» Source passage
= = = = = = =
“The August lockdown cost hardworking New Zealanders hundreds of millions of dollars, and the Government is still not
telling the truth about its COVID response,” says ACT Leader David Seymour
“Releasing an October report in March shows how casual and unaccountable this Government’s COVID response is.
“The report is damning, but the Government says they've fixed the problems. Well they haven't, and they should have
released the truth when they had it, not five months later. New Zealanders deserve to be treated like adults, brought
into the Government’s confidence.
“The late release tells us the Government either thinks five months isn’t long in the context of an epidemic, or the
public don’t deserve to be brought into its confidence -at least not when the news is bad for the Government.
“The truth is that the delay is political. The report reinforces what more and more New Zealanders suspect. There is
nothing flash about the Government’s COVID-response, in fact much of it has been woeful, it's lucky we’re an island
nation.
= = = = = = =
» Records shown
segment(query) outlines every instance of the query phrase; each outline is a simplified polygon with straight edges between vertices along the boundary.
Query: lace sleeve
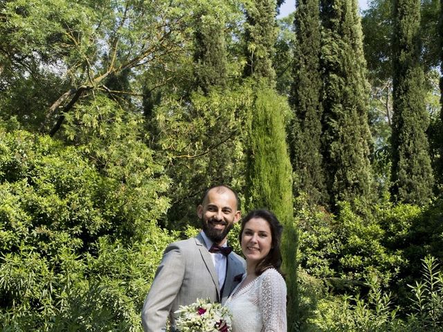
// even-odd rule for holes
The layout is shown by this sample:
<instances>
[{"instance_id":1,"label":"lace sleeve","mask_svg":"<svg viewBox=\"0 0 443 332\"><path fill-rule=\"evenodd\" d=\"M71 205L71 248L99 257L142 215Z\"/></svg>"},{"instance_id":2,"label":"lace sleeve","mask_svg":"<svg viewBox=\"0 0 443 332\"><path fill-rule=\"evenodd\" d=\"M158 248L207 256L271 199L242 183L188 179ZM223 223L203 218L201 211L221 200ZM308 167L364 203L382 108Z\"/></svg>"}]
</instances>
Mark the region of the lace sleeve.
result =
<instances>
[{"instance_id":1,"label":"lace sleeve","mask_svg":"<svg viewBox=\"0 0 443 332\"><path fill-rule=\"evenodd\" d=\"M262 332L286 332L286 284L273 268L262 275L260 287L260 308L263 315Z\"/></svg>"}]
</instances>

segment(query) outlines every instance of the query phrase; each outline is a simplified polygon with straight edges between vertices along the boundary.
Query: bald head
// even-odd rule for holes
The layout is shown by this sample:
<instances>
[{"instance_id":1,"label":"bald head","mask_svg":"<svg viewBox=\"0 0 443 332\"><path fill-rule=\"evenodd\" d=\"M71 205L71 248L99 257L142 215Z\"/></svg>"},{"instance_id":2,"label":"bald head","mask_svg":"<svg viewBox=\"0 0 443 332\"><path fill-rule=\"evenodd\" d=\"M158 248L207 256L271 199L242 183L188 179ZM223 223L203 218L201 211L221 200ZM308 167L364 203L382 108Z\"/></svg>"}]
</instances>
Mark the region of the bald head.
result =
<instances>
[{"instance_id":1,"label":"bald head","mask_svg":"<svg viewBox=\"0 0 443 332\"><path fill-rule=\"evenodd\" d=\"M228 187L226 185L213 185L213 187L210 187L209 188L208 188L205 192L204 194L203 195L203 199L201 199L202 205L204 205L208 203L208 195L209 194L209 192L215 192L217 194L223 194L226 192L232 192L235 196L235 203L237 204L237 206L235 207L235 210L239 210L240 202L238 199L238 195L237 194L237 192L235 192L235 191L233 189L232 189L230 187Z\"/></svg>"}]
</instances>

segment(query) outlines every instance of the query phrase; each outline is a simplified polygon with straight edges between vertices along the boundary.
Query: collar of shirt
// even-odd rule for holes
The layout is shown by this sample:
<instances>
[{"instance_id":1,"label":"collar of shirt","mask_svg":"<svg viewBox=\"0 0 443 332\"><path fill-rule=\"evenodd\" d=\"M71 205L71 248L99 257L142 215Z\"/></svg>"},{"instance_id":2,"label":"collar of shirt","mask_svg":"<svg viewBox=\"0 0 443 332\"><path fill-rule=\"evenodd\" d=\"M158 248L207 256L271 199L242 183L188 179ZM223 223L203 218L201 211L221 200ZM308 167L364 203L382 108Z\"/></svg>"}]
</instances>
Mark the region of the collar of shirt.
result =
<instances>
[{"instance_id":1,"label":"collar of shirt","mask_svg":"<svg viewBox=\"0 0 443 332\"><path fill-rule=\"evenodd\" d=\"M213 242L210 241L205 232L202 230L200 234L203 237L203 239L205 241L205 244L206 245L206 248L208 250L210 249L212 247ZM225 241L224 243L223 243L222 246L227 246L228 241ZM214 268L217 271L217 274L219 277L219 286L220 288L223 287L224 284L225 279L226 277L226 267L227 267L227 259L226 257L222 254L221 252L210 252L211 258L213 259L213 263L214 264Z\"/></svg>"},{"instance_id":2,"label":"collar of shirt","mask_svg":"<svg viewBox=\"0 0 443 332\"><path fill-rule=\"evenodd\" d=\"M203 239L205 240L205 244L206 245L206 249L208 249L209 250L209 249L210 249L210 247L213 246L213 244L214 244L214 242L209 239L209 238L206 236L206 234L205 234L205 232L203 230L201 232L200 232L200 234L203 237ZM223 243L220 246L221 247L227 247L228 246L228 241L225 241L224 243ZM223 256L223 255L221 254L221 253L214 253L213 255L219 255Z\"/></svg>"}]
</instances>

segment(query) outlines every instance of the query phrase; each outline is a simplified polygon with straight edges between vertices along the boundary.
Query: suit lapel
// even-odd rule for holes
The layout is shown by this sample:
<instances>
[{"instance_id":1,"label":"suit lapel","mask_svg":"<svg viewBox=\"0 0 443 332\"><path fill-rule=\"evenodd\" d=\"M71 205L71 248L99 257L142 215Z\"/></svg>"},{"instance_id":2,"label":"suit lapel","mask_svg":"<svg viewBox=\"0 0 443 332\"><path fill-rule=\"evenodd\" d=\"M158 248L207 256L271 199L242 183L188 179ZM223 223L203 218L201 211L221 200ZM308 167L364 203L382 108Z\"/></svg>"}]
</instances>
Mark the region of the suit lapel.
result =
<instances>
[{"instance_id":1,"label":"suit lapel","mask_svg":"<svg viewBox=\"0 0 443 332\"><path fill-rule=\"evenodd\" d=\"M205 241L199 234L195 237L195 243L200 251L200 255L201 255L201 258L205 265L206 266L206 268L209 271L210 274L211 278L213 279L213 282L217 288L217 293L219 297L219 301L220 300L220 286L219 286L219 277L215 272L215 268L214 267L214 262L213 261L213 258L208 251L208 248L205 245Z\"/></svg>"},{"instance_id":2,"label":"suit lapel","mask_svg":"<svg viewBox=\"0 0 443 332\"><path fill-rule=\"evenodd\" d=\"M237 268L236 268L235 261L232 257L232 254L230 254L226 257L226 277L224 279L224 285L223 286L223 294L222 294L222 303L228 298L230 292L233 288L234 276L235 275Z\"/></svg>"}]
</instances>

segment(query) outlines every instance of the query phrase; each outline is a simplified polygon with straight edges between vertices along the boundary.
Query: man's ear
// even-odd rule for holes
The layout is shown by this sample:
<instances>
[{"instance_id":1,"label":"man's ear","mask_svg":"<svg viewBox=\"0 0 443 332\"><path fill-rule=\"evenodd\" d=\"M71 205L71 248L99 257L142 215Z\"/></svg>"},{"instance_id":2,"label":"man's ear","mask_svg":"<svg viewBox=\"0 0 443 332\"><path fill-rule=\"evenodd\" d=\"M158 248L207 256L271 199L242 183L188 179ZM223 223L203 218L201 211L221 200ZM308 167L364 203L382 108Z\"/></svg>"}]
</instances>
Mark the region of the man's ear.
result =
<instances>
[{"instance_id":1,"label":"man's ear","mask_svg":"<svg viewBox=\"0 0 443 332\"><path fill-rule=\"evenodd\" d=\"M199 205L197 207L197 215L199 219L203 218L203 205Z\"/></svg>"},{"instance_id":2,"label":"man's ear","mask_svg":"<svg viewBox=\"0 0 443 332\"><path fill-rule=\"evenodd\" d=\"M237 211L235 212L235 215L234 216L234 223L238 223L238 221L242 218L242 212Z\"/></svg>"}]
</instances>

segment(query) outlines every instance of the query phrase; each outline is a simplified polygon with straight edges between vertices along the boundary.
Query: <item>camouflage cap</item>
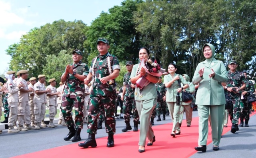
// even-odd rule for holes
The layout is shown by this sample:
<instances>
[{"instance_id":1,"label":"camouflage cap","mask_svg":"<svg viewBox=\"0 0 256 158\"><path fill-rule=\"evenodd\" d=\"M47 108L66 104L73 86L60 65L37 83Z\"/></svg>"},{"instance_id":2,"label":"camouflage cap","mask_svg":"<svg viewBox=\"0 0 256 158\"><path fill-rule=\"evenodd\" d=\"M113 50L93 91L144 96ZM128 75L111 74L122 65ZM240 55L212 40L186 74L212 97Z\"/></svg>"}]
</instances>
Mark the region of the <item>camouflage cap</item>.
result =
<instances>
[{"instance_id":1,"label":"camouflage cap","mask_svg":"<svg viewBox=\"0 0 256 158\"><path fill-rule=\"evenodd\" d=\"M72 52L72 54L74 54L75 53L76 53L78 55L83 55L83 53L82 53L82 52L80 51L80 50L78 49L75 49L74 50L73 52Z\"/></svg>"},{"instance_id":2,"label":"camouflage cap","mask_svg":"<svg viewBox=\"0 0 256 158\"><path fill-rule=\"evenodd\" d=\"M36 80L36 78L35 77L32 77L30 78L29 80L31 81L34 81L35 80Z\"/></svg>"},{"instance_id":3,"label":"camouflage cap","mask_svg":"<svg viewBox=\"0 0 256 158\"><path fill-rule=\"evenodd\" d=\"M6 74L8 75L10 75L11 74L15 74L15 71L9 71L6 72Z\"/></svg>"},{"instance_id":4,"label":"camouflage cap","mask_svg":"<svg viewBox=\"0 0 256 158\"><path fill-rule=\"evenodd\" d=\"M22 70L20 71L19 71L18 72L19 72L20 74L26 74L26 73L28 72L28 70Z\"/></svg>"},{"instance_id":5,"label":"camouflage cap","mask_svg":"<svg viewBox=\"0 0 256 158\"><path fill-rule=\"evenodd\" d=\"M45 75L39 75L37 77L37 78L42 78L42 77L44 77L44 76L45 76Z\"/></svg>"},{"instance_id":6,"label":"camouflage cap","mask_svg":"<svg viewBox=\"0 0 256 158\"><path fill-rule=\"evenodd\" d=\"M125 62L125 64L126 65L132 65L133 64L133 63L132 63L132 62L131 61L127 61L126 62Z\"/></svg>"},{"instance_id":7,"label":"camouflage cap","mask_svg":"<svg viewBox=\"0 0 256 158\"><path fill-rule=\"evenodd\" d=\"M231 64L236 64L236 62L235 60L230 60L230 61L229 62L229 63L228 64L229 65L230 65Z\"/></svg>"},{"instance_id":8,"label":"camouflage cap","mask_svg":"<svg viewBox=\"0 0 256 158\"><path fill-rule=\"evenodd\" d=\"M105 38L99 38L97 41L97 44L99 43L99 42L101 41L104 43L106 43L108 45L109 44L108 43L108 40Z\"/></svg>"},{"instance_id":9,"label":"camouflage cap","mask_svg":"<svg viewBox=\"0 0 256 158\"><path fill-rule=\"evenodd\" d=\"M48 83L51 82L52 81L54 81L55 80L55 79L54 78L51 78L48 81Z\"/></svg>"}]
</instances>

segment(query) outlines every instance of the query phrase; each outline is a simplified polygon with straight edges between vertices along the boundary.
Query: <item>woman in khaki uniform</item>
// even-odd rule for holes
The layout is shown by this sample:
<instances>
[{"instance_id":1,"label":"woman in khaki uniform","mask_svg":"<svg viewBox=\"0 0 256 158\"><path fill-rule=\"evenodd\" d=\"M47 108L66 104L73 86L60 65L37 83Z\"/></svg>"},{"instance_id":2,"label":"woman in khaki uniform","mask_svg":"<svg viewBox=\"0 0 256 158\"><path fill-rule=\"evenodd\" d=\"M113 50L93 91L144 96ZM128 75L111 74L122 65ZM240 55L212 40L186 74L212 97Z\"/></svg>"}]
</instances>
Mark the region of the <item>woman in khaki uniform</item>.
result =
<instances>
[{"instance_id":1,"label":"woman in khaki uniform","mask_svg":"<svg viewBox=\"0 0 256 158\"><path fill-rule=\"evenodd\" d=\"M140 50L139 58L141 60L148 58L149 55L149 51L147 48L142 48ZM152 145L156 141L150 119L152 112L156 106L157 93L154 84L157 83L159 78L148 74L144 68L139 68L139 65L138 64L133 66L130 76L131 82L136 84L136 82L142 77L150 81L142 90L136 87L134 91L136 108L140 119L139 152L143 152L145 151L146 137L149 140L147 144L148 146Z\"/></svg>"},{"instance_id":2,"label":"woman in khaki uniform","mask_svg":"<svg viewBox=\"0 0 256 158\"><path fill-rule=\"evenodd\" d=\"M166 100L168 107L169 112L173 122L172 130L171 136L175 137L176 135L180 134L180 128L179 124L180 118L180 106L176 104L177 93L179 92L180 96L180 105L182 105L181 91L188 88L188 84L182 76L175 73L177 71L177 67L174 64L170 64L168 66L168 72L169 74L164 77L164 84L167 88L166 92ZM184 86L180 87L178 80L183 84Z\"/></svg>"},{"instance_id":3,"label":"woman in khaki uniform","mask_svg":"<svg viewBox=\"0 0 256 158\"><path fill-rule=\"evenodd\" d=\"M205 44L203 52L206 60L197 66L192 82L194 84L200 83L196 99L199 116L199 146L195 147L195 150L205 152L210 110L212 148L214 150L219 150L226 104L221 82L226 82L228 78L226 68L222 62L214 58L214 46L210 44Z\"/></svg>"}]
</instances>

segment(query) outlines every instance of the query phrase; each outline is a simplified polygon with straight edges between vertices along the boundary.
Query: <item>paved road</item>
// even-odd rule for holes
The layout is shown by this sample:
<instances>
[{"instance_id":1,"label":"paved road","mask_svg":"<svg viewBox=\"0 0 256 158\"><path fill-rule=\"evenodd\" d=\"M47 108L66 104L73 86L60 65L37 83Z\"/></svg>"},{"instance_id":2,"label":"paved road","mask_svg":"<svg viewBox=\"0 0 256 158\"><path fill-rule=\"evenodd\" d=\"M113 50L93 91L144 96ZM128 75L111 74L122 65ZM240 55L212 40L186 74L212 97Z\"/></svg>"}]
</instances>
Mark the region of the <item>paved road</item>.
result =
<instances>
[{"instance_id":1,"label":"paved road","mask_svg":"<svg viewBox=\"0 0 256 158\"><path fill-rule=\"evenodd\" d=\"M198 116L197 112L193 111L193 117ZM171 122L170 116L166 116L166 120L165 121L156 122L156 118L155 118L155 126ZM131 120L131 124L132 124L132 122ZM123 119L116 120L116 134L122 133L121 130L124 127L124 124ZM220 144L220 150L214 151L212 148L212 144L210 144L207 146L207 150L206 153L199 152L191 157L255 157L256 116L251 117L249 125L249 127L240 128L239 131L235 134L228 132L224 135ZM104 125L103 127L104 127ZM104 129L98 130L97 132L97 138L107 136ZM20 132L16 134L7 134L7 130L4 130L2 134L0 134L0 158L9 158L77 143L63 140L63 138L68 133L66 127L61 125L54 128L47 128L40 130ZM86 128L82 130L81 136L82 140L85 140L87 138Z\"/></svg>"}]
</instances>

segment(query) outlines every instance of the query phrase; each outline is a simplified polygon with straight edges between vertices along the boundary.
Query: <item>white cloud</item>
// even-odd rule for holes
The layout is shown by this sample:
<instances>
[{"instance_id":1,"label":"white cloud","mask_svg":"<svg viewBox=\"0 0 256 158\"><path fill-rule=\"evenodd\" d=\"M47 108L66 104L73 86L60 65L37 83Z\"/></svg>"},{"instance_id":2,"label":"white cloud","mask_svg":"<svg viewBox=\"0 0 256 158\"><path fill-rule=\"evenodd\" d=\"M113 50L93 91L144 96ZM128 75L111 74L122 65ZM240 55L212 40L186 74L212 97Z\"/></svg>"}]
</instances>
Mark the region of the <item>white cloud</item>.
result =
<instances>
[{"instance_id":1,"label":"white cloud","mask_svg":"<svg viewBox=\"0 0 256 158\"><path fill-rule=\"evenodd\" d=\"M26 33L26 31L14 31L5 35L5 38L8 40L19 40L21 36Z\"/></svg>"}]
</instances>

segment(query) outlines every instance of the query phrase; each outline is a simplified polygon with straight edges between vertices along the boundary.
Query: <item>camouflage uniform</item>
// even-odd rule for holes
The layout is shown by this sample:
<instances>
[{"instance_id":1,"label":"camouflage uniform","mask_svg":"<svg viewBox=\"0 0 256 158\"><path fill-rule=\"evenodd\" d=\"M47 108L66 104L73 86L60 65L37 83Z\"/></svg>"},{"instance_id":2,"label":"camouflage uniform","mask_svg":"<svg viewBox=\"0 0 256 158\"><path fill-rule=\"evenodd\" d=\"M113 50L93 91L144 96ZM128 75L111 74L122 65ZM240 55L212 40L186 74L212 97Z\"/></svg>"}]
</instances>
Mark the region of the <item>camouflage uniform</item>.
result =
<instances>
[{"instance_id":1,"label":"camouflage uniform","mask_svg":"<svg viewBox=\"0 0 256 158\"><path fill-rule=\"evenodd\" d=\"M126 86L126 90L124 97L123 109L124 110L124 122L128 124L130 122L130 112L132 109L133 114L133 122L134 124L138 124L139 121L139 114L136 110L136 106L134 100L134 88L131 87L132 82L130 80L131 72L128 72L124 76L123 85Z\"/></svg>"},{"instance_id":2,"label":"camouflage uniform","mask_svg":"<svg viewBox=\"0 0 256 158\"><path fill-rule=\"evenodd\" d=\"M246 83L244 76L242 72L236 70L234 73L232 73L230 70L228 71L228 80L227 82L227 87L240 87L244 83ZM233 99L233 109L229 109L228 113L232 120L232 123L238 124L239 112L244 110L244 106L243 102L241 101L241 96L242 91L240 91L236 94L234 92L229 92L230 97Z\"/></svg>"},{"instance_id":3,"label":"camouflage uniform","mask_svg":"<svg viewBox=\"0 0 256 158\"><path fill-rule=\"evenodd\" d=\"M246 78L245 80L246 82L246 87L245 87L245 90L247 91L247 94L249 93L249 91L251 91L252 93L254 93L255 89L252 82L248 80L247 78ZM246 124L248 124L248 122L250 119L250 112L252 108L252 104L247 102L246 95L244 96L245 99L243 99L242 101L244 105L244 108L239 115L241 123L242 123L243 125L244 124L244 119Z\"/></svg>"},{"instance_id":4,"label":"camouflage uniform","mask_svg":"<svg viewBox=\"0 0 256 158\"><path fill-rule=\"evenodd\" d=\"M7 102L7 98L8 98L8 93L6 93L4 96L3 98L3 107L4 108L4 117L9 117L9 112L10 110L8 108L8 105Z\"/></svg>"},{"instance_id":5,"label":"camouflage uniform","mask_svg":"<svg viewBox=\"0 0 256 158\"><path fill-rule=\"evenodd\" d=\"M163 112L163 115L165 116L166 114L166 102L164 101L163 97L165 95L166 90L165 88L165 86L162 82L160 83L157 83L156 84L157 90L160 93L160 101L158 102L156 104L156 115L157 116L161 115L161 110Z\"/></svg>"},{"instance_id":6,"label":"camouflage uniform","mask_svg":"<svg viewBox=\"0 0 256 158\"><path fill-rule=\"evenodd\" d=\"M81 61L77 64L70 64L74 72L80 75L87 76L89 68ZM68 127L73 127L74 122L71 112L75 108L75 126L76 129L83 128L84 114L83 110L84 102L84 83L72 74L69 74L62 96L61 112Z\"/></svg>"},{"instance_id":7,"label":"camouflage uniform","mask_svg":"<svg viewBox=\"0 0 256 158\"><path fill-rule=\"evenodd\" d=\"M89 72L92 76L92 90L91 91L90 99L91 104L89 106L87 132L91 134L97 133L98 121L97 118L101 114L104 115L106 132L109 134L116 132L116 120L114 116L116 106L116 83L109 84L109 81L103 84L100 78L110 74L108 66L107 57L110 57L112 71L120 69L117 58L108 52L106 54L99 54L93 60ZM94 60L96 60L93 68ZM94 72L94 74L92 72Z\"/></svg>"}]
</instances>

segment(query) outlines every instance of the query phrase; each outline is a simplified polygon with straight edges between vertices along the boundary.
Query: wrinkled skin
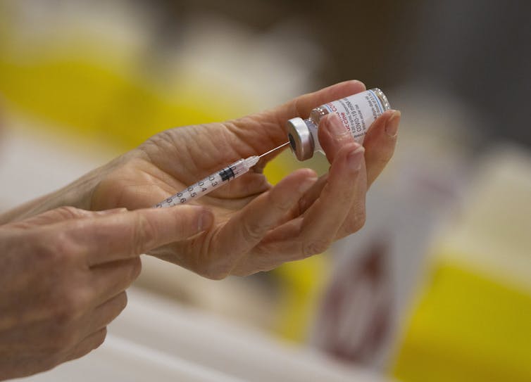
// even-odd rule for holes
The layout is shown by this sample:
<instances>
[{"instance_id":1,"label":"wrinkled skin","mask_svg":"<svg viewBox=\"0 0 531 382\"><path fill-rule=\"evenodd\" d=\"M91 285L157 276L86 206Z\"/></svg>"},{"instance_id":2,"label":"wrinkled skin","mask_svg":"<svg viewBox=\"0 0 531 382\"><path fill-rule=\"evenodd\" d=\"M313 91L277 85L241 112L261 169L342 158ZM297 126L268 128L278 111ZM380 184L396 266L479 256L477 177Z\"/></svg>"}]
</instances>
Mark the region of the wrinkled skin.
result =
<instances>
[{"instance_id":1,"label":"wrinkled skin","mask_svg":"<svg viewBox=\"0 0 531 382\"><path fill-rule=\"evenodd\" d=\"M153 205L220 166L285 143L288 119L306 117L318 106L364 89L361 82L349 81L237 120L161 132L107 170L92 195L91 208ZM318 179L313 170L299 170L273 187L261 174L263 161L194 202L213 214L211 229L150 253L222 279L324 251L363 225L366 193L392 155L399 119L399 112L384 113L363 148L335 115L326 116L319 139L331 164L328 174Z\"/></svg>"}]
</instances>

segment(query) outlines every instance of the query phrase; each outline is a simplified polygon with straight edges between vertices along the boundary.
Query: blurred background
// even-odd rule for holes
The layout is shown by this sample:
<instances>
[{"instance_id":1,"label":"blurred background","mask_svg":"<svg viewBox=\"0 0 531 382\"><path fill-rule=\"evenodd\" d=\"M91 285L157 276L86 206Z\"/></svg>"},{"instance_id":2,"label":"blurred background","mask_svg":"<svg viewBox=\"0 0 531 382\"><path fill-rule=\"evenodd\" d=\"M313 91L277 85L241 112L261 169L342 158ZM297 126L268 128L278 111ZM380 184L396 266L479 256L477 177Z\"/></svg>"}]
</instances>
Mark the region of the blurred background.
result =
<instances>
[{"instance_id":1,"label":"blurred background","mask_svg":"<svg viewBox=\"0 0 531 382\"><path fill-rule=\"evenodd\" d=\"M336 380L301 378L318 364L351 381L531 381L530 4L0 0L0 210L161 130L358 79L403 116L366 227L327 253L222 281L145 257L132 312L109 332L189 361L184 326L163 351L160 330L142 343L127 326L160 299L208 317L185 331L201 349L194 362L243 380ZM301 165L285 152L266 172L274 183ZM227 327L249 354L287 345L301 362L276 378L273 358L218 362L211 346Z\"/></svg>"}]
</instances>

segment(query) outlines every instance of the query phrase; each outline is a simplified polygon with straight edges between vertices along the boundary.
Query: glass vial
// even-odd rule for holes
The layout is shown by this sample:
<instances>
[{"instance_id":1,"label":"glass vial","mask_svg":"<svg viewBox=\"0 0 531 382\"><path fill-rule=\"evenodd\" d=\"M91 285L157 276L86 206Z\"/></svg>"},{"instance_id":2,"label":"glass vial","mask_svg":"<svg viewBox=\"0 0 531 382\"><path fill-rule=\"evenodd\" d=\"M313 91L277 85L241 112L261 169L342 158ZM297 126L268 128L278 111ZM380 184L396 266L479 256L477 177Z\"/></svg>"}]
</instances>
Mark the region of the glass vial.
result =
<instances>
[{"instance_id":1,"label":"glass vial","mask_svg":"<svg viewBox=\"0 0 531 382\"><path fill-rule=\"evenodd\" d=\"M329 113L335 113L345 129L361 144L372 123L390 108L387 97L377 88L321 105L310 112L308 119L287 121L289 146L299 160L311 158L316 151L323 153L317 131L320 119Z\"/></svg>"}]
</instances>

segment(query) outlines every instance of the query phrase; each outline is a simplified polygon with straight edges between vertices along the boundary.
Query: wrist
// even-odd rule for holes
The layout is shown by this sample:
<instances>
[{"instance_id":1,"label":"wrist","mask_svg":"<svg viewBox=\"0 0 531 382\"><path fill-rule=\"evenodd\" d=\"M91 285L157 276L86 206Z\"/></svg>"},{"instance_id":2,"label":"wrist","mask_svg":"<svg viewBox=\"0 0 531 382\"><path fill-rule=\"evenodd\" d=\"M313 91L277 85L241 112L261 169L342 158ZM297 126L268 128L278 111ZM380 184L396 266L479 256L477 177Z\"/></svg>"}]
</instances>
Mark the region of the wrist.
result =
<instances>
[{"instance_id":1,"label":"wrist","mask_svg":"<svg viewBox=\"0 0 531 382\"><path fill-rule=\"evenodd\" d=\"M0 224L22 220L65 205L89 210L92 193L101 173L101 169L94 170L62 189L0 214Z\"/></svg>"}]
</instances>

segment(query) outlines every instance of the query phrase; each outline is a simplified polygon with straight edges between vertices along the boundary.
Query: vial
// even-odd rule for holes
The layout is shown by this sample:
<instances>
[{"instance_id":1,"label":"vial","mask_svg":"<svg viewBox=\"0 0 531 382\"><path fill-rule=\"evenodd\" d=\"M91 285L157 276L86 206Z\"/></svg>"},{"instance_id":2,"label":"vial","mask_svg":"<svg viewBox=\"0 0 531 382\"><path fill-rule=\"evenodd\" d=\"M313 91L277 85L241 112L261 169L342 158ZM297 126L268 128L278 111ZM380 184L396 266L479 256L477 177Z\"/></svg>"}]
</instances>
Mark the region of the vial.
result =
<instances>
[{"instance_id":1,"label":"vial","mask_svg":"<svg viewBox=\"0 0 531 382\"><path fill-rule=\"evenodd\" d=\"M324 153L317 132L321 118L330 113L335 113L345 129L361 144L372 123L390 108L387 97L377 88L325 103L311 110L308 119L297 117L287 121L289 146L299 160L311 158L316 151Z\"/></svg>"}]
</instances>

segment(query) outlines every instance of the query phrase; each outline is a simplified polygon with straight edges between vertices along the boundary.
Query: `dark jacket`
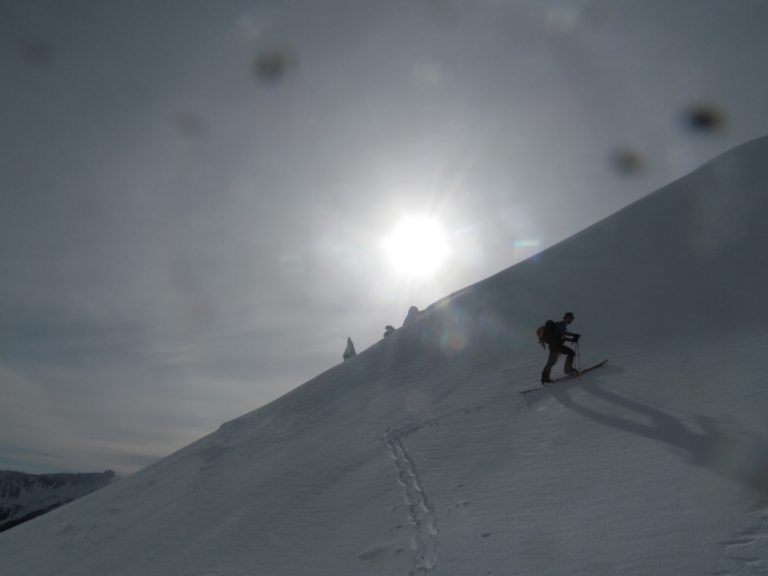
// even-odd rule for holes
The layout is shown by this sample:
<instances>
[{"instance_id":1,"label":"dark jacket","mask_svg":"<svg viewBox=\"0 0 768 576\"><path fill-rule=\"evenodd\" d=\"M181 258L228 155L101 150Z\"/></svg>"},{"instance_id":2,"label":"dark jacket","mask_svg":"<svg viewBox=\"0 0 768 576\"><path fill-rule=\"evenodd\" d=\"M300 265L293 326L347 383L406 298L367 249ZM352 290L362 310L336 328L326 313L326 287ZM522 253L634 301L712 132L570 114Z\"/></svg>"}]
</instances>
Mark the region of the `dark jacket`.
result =
<instances>
[{"instance_id":1,"label":"dark jacket","mask_svg":"<svg viewBox=\"0 0 768 576\"><path fill-rule=\"evenodd\" d=\"M568 332L568 323L565 320L555 322L555 342L562 344L566 340L574 341L574 338L578 338L578 334L575 332Z\"/></svg>"}]
</instances>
= = = = = = =
» Actions to take
1. In the statement about the Government's COVID response, which month was the report from, and in which month was it released?
2. Write the next part of the statement criticizing the Government's COVID response, continuing directly after its final sentence.

» Per-task outputs
1. It was an October report released in March.

2.
“The report finds that the Government did not use the 102 days of COVID freedom between May and August to mend the roof
while the sun was shining. Instead, they dithered, promising to stress test their contract tracing but failed to
actually do so.
“The initial three day lockdown was an opportunity to trace the August outbreak. That failed, in the end we required
seven weeks of restrictions to get on top of the outbreak. The lockdown cost New Zealanders billions and three lives
were lost to COVID-19.
“Worse, it has subsequently been revealed that end-to-end tracing of a case, has not improved since August. The ‘gold
standard’ of 80 per cent end-to-end within four days has not been reached, with levels still at 50 per cent for the
Valentine's day outbreak six months later.
“The report is of the public sector, by the public sector, for the public sector. The rest of New Zealand does not get a
look in. It says that the response must ‘go with the grain of the public service.’ Nobody from the private sector was on
the review panel or consulted by it.
“The closest the report gets to reflecting the private sector’s view is when it mentions ‘agencies supporting the
private sector,’ as if the private sector is a burden to the public sector. It should be seen as a partner. The report
should have had private sector participants and should have sought private sector views.
“We are moving into a new phase of the Pandemic, with vaccines, variants, new technologies and public fatigue changing
the game. This will require greater private sector involvement and faster uptake of new technology.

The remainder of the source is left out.